__Assignment__. Each record below must be retyped exactly, with nothing left out.

__Given records__.
┄┄┄┄┄┄┄┄┄┄

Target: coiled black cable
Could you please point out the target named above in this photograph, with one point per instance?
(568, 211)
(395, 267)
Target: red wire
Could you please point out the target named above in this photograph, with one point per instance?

┄┄┄┄┄┄┄┄┄┄

__Answer box__.
Target: coiled black cable
Could you please point out the target named above in this photograph, with one point per instance?
(568, 211)
(395, 267)
Target: red wire
Could you please point out the target named above in this photograph, with one point per instance?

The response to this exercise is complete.